### Reading text:
%%
Peter Hersh, JMP Senior Systems Engineer, SAS
Mary Loveless, Manager, Pre-Sales Support, SAS

 

Whether you want to sleep more, be more productive at work, leave for happy hour early or get an insurance quote, who doesn’t want an additional 15 minutes? Pete and Mary walk through some of their favorite time-saving tips:

  • Interactively build a repeatable data workflow with Action Recorder.
  • Organize and clean up columns all at once.
  • Identify changes between data tables.

The semi-live session is an interactive session with a panel fielding questions from attendees. 

 

 

The materials to reproduce the steps Mary and Pete walkthrough in their presentation are attached abover.

 

Auto-generated transcript...

 

Speaker

Transcript

Peter Hersh Hey Mary. How are you doing?
Mary Loveless, JMP I'm doing okay. How about you?
Peter Hersh Yeah, making it through this hot and smoky summer. I saw you were out fishing.
Mary Loveless, JMP I was, I was in Montana, that was hot and smoky and then I came back to Boston and it was hot, and I brought the smoke back with me.
Peter Hersh Well, I saw a picture of that fish you caught, so I think totally worth it, right?
Mary Loveless, JMP Yeah,
most definitely. Hey, I got something to share with you. I created this animated gif of my well plate information.
Okay yeah.
And I wanted to share with you, because now I'm trying to think about that...you know I'm always thinking of a shortcut. What can I do? How can I simplify things? And there's got to be a way for me to capture this and be able to
see it
and capture the code and everything with it. And I don't have to write everything down and save everything to a script. And you know, write notes in a journal of different steps and all this to share with my peer. So there's gotta be...you gotta...you gotta help me out, Pete.
Peter Hersh Yeah.
Yeah.
Mary Loveless, JMP This is not my favorite activity. But I didn't know that, did you know that with the local data filter, you can animate?
Peter Hersh Yeah, isn't that cool? That...that looks really awesome there, Mary. What...what are we looking at?
%%
[Location annotation dataset excerpts]
%%
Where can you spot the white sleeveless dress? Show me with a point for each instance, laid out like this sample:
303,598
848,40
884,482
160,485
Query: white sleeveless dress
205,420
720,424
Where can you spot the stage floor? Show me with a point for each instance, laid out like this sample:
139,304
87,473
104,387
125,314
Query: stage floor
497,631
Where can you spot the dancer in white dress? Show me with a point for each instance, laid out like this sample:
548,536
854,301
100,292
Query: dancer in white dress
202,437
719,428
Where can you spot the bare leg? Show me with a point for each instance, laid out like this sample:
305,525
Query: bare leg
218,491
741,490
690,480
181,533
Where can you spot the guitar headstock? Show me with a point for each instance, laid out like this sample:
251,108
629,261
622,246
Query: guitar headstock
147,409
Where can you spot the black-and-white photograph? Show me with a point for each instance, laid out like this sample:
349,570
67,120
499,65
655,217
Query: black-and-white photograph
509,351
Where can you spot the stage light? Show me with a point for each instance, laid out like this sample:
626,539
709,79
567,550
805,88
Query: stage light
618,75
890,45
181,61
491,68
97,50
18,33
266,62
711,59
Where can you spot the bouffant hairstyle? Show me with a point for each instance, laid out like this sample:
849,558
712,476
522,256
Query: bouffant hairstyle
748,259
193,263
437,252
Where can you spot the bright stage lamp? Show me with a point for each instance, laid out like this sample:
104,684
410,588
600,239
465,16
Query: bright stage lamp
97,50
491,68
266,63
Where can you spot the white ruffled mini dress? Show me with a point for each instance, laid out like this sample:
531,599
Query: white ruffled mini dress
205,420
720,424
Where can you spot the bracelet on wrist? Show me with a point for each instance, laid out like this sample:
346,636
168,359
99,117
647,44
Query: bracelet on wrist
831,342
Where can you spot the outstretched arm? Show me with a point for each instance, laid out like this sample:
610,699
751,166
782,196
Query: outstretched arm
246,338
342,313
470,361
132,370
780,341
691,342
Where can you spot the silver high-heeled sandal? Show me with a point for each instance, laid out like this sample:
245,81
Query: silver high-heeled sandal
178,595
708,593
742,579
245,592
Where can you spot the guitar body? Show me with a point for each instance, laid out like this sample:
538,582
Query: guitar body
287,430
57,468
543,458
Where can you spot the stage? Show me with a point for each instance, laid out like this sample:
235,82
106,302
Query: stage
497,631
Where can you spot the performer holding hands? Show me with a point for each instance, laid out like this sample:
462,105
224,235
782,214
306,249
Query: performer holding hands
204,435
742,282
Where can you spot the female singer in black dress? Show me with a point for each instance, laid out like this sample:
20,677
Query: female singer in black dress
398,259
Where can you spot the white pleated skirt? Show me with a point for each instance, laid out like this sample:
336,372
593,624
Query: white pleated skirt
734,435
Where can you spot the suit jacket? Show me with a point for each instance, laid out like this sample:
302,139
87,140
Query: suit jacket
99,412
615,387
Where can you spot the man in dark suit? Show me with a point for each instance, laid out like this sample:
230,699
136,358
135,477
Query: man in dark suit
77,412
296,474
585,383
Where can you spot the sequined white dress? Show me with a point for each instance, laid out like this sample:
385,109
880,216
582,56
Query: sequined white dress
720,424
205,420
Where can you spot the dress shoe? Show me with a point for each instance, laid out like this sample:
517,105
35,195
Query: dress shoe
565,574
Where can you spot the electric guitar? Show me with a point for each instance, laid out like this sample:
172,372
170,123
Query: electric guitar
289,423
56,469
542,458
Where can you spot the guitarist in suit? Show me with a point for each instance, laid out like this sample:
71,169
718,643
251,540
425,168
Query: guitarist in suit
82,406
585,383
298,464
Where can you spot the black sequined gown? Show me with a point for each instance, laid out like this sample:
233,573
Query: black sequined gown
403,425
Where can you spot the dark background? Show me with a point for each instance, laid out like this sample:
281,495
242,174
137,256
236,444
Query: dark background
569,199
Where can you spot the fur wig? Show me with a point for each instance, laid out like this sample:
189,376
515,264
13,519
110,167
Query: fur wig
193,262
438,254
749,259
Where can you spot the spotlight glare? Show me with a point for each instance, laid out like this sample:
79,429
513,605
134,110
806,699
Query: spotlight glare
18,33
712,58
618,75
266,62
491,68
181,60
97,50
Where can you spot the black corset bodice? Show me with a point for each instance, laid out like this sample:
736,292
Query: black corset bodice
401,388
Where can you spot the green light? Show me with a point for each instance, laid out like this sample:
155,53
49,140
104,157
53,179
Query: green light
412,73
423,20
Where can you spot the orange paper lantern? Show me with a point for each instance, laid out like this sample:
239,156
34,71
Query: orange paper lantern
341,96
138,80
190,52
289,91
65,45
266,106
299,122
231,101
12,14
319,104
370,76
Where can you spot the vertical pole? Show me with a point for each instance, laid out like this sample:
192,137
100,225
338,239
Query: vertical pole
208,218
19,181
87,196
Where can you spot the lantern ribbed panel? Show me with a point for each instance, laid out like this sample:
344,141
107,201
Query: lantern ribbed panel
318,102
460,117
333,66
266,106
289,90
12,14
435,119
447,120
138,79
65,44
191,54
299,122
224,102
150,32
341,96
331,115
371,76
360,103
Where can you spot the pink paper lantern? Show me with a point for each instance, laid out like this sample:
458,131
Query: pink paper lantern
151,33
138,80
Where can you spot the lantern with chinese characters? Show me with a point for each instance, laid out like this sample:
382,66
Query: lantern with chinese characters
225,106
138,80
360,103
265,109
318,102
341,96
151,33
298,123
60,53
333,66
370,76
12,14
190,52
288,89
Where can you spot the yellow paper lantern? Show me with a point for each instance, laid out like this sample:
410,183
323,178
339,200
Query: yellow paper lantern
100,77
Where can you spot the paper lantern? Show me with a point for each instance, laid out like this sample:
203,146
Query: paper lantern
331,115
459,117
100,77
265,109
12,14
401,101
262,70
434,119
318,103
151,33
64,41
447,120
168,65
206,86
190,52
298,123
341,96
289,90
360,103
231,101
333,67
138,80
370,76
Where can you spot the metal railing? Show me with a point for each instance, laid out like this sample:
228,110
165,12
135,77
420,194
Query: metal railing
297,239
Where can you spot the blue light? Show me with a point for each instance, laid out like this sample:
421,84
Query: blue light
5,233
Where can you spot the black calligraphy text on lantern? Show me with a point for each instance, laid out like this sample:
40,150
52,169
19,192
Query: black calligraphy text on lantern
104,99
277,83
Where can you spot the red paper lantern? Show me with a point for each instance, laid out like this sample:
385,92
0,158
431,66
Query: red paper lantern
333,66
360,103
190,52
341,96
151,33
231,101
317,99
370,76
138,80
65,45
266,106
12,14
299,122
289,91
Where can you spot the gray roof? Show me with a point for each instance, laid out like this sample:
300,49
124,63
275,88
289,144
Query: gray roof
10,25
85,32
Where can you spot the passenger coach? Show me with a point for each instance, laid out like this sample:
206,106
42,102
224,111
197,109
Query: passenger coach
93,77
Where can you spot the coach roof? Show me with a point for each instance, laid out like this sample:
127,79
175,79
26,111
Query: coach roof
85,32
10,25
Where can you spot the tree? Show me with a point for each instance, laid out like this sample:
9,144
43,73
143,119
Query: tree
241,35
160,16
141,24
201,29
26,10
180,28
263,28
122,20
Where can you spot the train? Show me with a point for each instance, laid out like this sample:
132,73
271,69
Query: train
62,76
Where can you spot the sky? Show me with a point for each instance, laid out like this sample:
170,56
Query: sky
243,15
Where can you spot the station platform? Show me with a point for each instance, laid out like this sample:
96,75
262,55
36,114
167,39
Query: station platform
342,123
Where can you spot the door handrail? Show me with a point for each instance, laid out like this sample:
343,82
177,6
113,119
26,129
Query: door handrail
%%
### Goals:
**A)** Translate this sentence from the JMP tips text into Spanish: "The semi-live session is an interactive session with a panel fielding questions from attendees."
**B)** Pick up the JMP tips text after its last line and write the next several lines of the talk between Pete and Mary.

### Results for each task:
**A)** La sesión semi en vivo es una sesión interactiva con un panel que responde preguntas de los asistentes.

**B)**
Mary Loveless, JMP So we're looking at data over time, and I'm looking at a specific instrument, and I'm looking at the wells. This is a 96 well plate and I'm looking at the potency in each well over time, so I'm looking at exponential
growth or potency in the well. But I think animation is a great way to kind of communicate and show people what's changing over time.
Yeah, and then eventually you could overlay some of these and see what's changing.
Peter Hersh So tell me a little bit about your challenge? Where...what kind of data are you starting with? I see your output here, but what...what process do you have to go through?
Mary Loveless, JMP So I have a csv file so, you know, the data comes from the instrument, and I get a csv file. I bring that in, I open it up in JMP, and then I go through some data table manipulation, some column
manipulation. And then I create the the graph in Graph Builder and create this animated gif.
Okay.
It sounds easy when I say it.
But when you sit down and try to write it
out and document it, it becomes very tedious. So I had heard something about an enhanced log or
an action reporter.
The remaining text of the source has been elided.